§ **Selected text**:
Begin

As used herein, the term “U.S. Holder” means a beneficial owner of the Securities that is, for U.S. federal income tax purposes, an individual citizen or resident of the United States, a corporation (or other entity treated as a corporation for U.S. federal income tax purposes) created or organized in or under the laws of the United States or any state thereof or the District of Columbia, an estate the income of which is subject to U.S. federal income tax regardless of its source, or a trust (i) the administration of which is subject to the primary supervision of a court within the U.S. and as to which one or more U.S. persons (within the meaning of the Code) have the authority to control all substantial decisions of the trust or (ii) that has a valid election in place to be treated as a U.S. person. The term “Non-U.S. Holder” means any

17



beneficial owner of the Securities that is an individual, corporation (or other entity treated as a corporation for U.S. tax purposes), trust or estate that is not a U.S. Holder.
If an entity or arrangement treated as a partnership for U.S. federal income tax purposes holds the Securities, the tax treatment of a partner will generally depend upon the status of the partner and the activities of the partnership. Partnerships holding the Securities, and partners in a partnership holding the Securities, should consult their tax advisors.
A Holder of the Securities should consult such Holder’s own tax advisors concerning the U.S. federal income tax and other tax and tax treaty consequences of exercising the Option as well as any consequences arising under the laws of any other taxing jurisdiction.

End

§ **Dataset excerpts**:
Begin

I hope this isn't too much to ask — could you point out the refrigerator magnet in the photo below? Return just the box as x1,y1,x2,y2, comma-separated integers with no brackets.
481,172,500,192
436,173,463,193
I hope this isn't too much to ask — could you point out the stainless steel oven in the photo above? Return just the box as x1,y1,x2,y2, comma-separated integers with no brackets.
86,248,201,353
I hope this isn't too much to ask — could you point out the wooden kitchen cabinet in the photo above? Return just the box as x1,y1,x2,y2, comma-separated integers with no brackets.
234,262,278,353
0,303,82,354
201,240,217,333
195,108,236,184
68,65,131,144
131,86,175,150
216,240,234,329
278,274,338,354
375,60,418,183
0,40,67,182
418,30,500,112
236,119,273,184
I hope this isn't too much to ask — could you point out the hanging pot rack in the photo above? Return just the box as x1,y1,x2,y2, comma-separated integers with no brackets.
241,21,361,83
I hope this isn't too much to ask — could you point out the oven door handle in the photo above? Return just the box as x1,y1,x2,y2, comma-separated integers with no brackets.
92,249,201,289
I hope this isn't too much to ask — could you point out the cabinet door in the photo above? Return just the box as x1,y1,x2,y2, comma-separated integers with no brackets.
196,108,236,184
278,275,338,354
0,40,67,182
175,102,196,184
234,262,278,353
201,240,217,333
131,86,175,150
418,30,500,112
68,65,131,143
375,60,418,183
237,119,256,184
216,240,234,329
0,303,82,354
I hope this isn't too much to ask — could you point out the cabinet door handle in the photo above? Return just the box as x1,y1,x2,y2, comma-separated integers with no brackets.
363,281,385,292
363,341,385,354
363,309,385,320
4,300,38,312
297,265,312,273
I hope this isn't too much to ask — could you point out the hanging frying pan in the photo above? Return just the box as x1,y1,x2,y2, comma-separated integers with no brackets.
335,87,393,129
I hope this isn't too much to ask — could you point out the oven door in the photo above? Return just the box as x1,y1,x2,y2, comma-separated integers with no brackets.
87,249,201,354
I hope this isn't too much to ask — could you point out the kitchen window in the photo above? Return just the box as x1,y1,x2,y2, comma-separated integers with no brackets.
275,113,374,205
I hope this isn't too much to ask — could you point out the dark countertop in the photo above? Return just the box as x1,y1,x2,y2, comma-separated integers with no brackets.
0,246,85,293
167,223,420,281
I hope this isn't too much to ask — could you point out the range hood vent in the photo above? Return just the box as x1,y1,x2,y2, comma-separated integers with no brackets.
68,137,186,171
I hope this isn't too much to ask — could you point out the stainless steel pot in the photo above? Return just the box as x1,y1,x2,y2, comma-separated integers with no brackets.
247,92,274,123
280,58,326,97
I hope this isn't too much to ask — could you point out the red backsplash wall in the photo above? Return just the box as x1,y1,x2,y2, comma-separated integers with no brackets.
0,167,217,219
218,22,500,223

End
Begin

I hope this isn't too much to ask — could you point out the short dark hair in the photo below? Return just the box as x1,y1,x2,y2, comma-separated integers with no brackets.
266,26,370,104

End

§ **Set tasks**:
**A.** Answer these questions about the tax passage:
(i) An estate counts as a U.S. Holder when its income is subject to U.S. federal income tax regardless of what?
(ii) What does the tax treatment of a partner generally depend upon?
(iii) A Holder should consult tax advisors about the consequences of exercising what?
**B.** Duplicate everything in the records from the line containing "oven door in" down to the line containing "280,58,326,97", both lines included.

§ **Responses to the tasks**:
**A.**
(i) Its source.
(ii) The status of the partner and the activities of the partnership.
(iii) The Option.

**B.**
I hope this isn't too much to ask — could you point out the oven door in the photo above? Return just the box as x1,y1,x2,y2, comma-separated integers with no brackets.
87,249,201,354
I hope this isn't too much to ask — could you point out the kitchen window in the photo above? Return just the box as x1,y1,x2,y2, comma-separated integers with no brackets.
275,113,374,205
I hope this isn't too much to ask — could you point out the dark countertop in the photo above? Return just the box as x1,y1,x2,y2, comma-separated integers with no brackets.
0,246,85,293
167,223,420,281
I hope this isn't too much to ask — could you point out the range hood vent in the photo above? Return just the box as x1,y1,x2,y2, comma-separated integers with no brackets.
68,137,186,171
I hope this isn't too much to ask — could you point out the stainless steel pot in the photo above? Return just the box as x1,y1,x2,y2, comma-separated integers with no brackets.
247,92,274,123
280,58,326,97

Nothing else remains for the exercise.